Passage provided:
::::

The kernels directive tells the compiler that the structured code block has a region that can be compiled into a sequence of kernels for execution on the accelerator. It is similar to the parallel directive, but the loops in the kernels will be independent kernels rather than one large kernel. These independent kernels and associated data transfers may overlap with other kernels.

A simple example of this directive (in Fortran) is:

!$acc kernels
    do i=1,n
       a(i) = 0.0
       b(i) = 1.0
       c(i) = 2.0
    end do
 
    do i=1,n
       a(i) = b(i) + c(i)
    end do
!$acc end kernels

With the simple kernels directive, the compiler creates a kernel from the first loop and a second kernel from the second loop (i.e., they are independent). These kernels can then be run on the accelerator.

You can find a lot of introductory materials on the web about OpenACC, as well as some YouTube videos that walk through OpenACC and examples.

OpenMP

OpenMP was the first set of directives developed that helped the compiler find regions of code that could be run in parallel on shared memory systems. The last bit, shared memory systems, is important. OpenACC handles data movement to/from accelerators that may have their own memory, whereas OpenMP has to use shared memory. Today's multicore and multisocket systems are shared memory, so that’s usually not an issue.

OpenMP started in 1997 with version 1.0 for Fortran. They release version 4.0 of the specification in July 2013. Version 4.0 has some directives to allow for the use of accelerators. The non-profit OpenMP consortium, which manages OpenMP, is also working on new directives that work with accelerators. Remember that in the future OpenACC may be targeting CPUs as well as accelerators.

Because OpenMP is targeting shared memory, it can use threads, which are created by the “master” thread and forked to run on different processors, thereby running certain portions of the code in parallel. By default, each thread executes its section of code independently; therefore, you can create “work sharing” by dividing a task among threads so that each thread can run its portion of the code. In this way, you can create both task and data parallelism.

OpenMP uses several directives:

PARALLEL
DO/PARALLEL DO and SECTIONS (primarily for work sharing)
SHARED and PRIVATE clauses for sharing data (or not) between threads
CRITICAL, ATOMIC, and BARRIER directories that coordinate and synchronize threads
Run-time functions and environment variables (not directives, but functions that OpenMP makes available).

The form of the directives is very similar to OpenACC. For C, the directives look like this:

#pragma omp construct [clause [clause] ...]

For free-format Fortan, the directives look like the following:

!$omp construct [clause [, clause] ...]

A simple Fortran example of the PARALLEL directive is as follows:

    program hello
    implicit none
 
!$OMP PARALLEL
    write(*,*)'hello world'
!$OMP END PARALLEL
 
    stop
    end

The PARALLEL directives tell the compiler to create code so that the write(*,*) statement is executed by each thread. You control the number of threads with an environment variable, OMP_NUM_THREADS, that you set to the number of threads you want.

OpenMP also has a concept of work sharing using he DO directive, which specifies that iterations of the loop immediately following the directive must be executed in parallel. This assumes that a parallel region has been initiated with the PARALLEL directive. The DO construct can get a little complicated, but I'll show a simple example that adds two vectors together and stores them in a third vector.

::::

Supplied data:
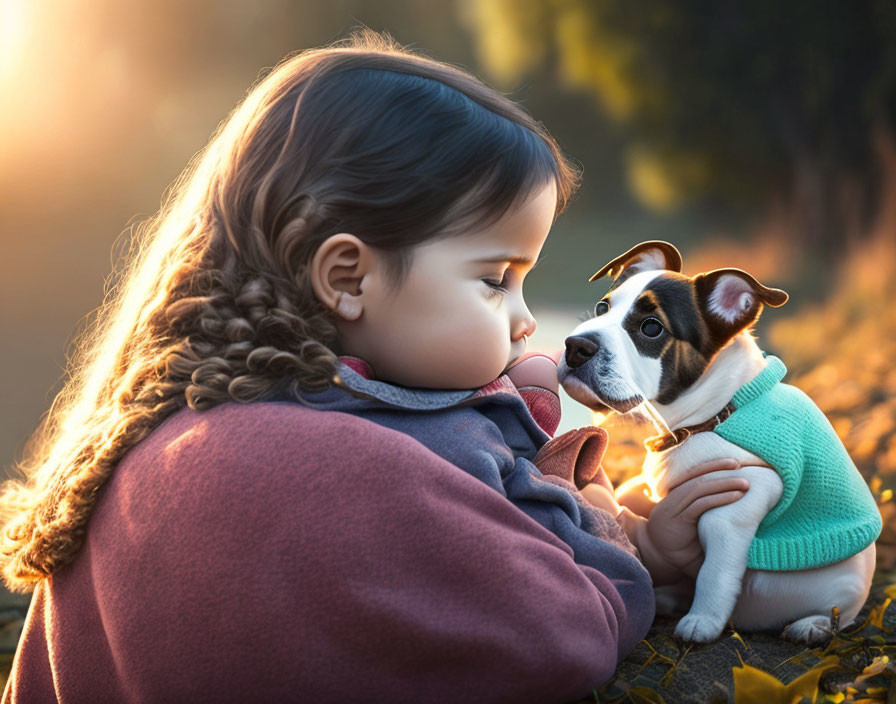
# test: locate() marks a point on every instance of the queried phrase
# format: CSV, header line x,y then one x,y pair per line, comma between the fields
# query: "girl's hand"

::::

To be done:
1. In the text on OpenACC and OpenMP directives, reproduce the passage starting at "Because OpenMP is" and ending at "for work sharing)", swapping "processors" for "cores".
2. Translate this sentence from the text on OpenACC and OpenMP directives into Spanish: "Today's multicore and multisocket systems are shared memory, so that’s usually not an issue."

Answers to the tasks:
1.
Because OpenMP is targeting shared memory, it can use threads, which are created by the “master” thread and forked to run on different cores, thereby running certain portions of the code in parallel. By default, each thread executes its section of code independently; therefore, you can create “work sharing” by dividing a task among threads so that each thread can run its portion of the code. In this way, you can create both task and data parallelism.

OpenMP uses several directives:

PARALLEL
DO/PARALLEL DO and SECTIONS (primarily for work sharing)

2. Los sistemas multinúcleo y multisocket actuales son de memoria compartida, así que eso no suele ser un problema.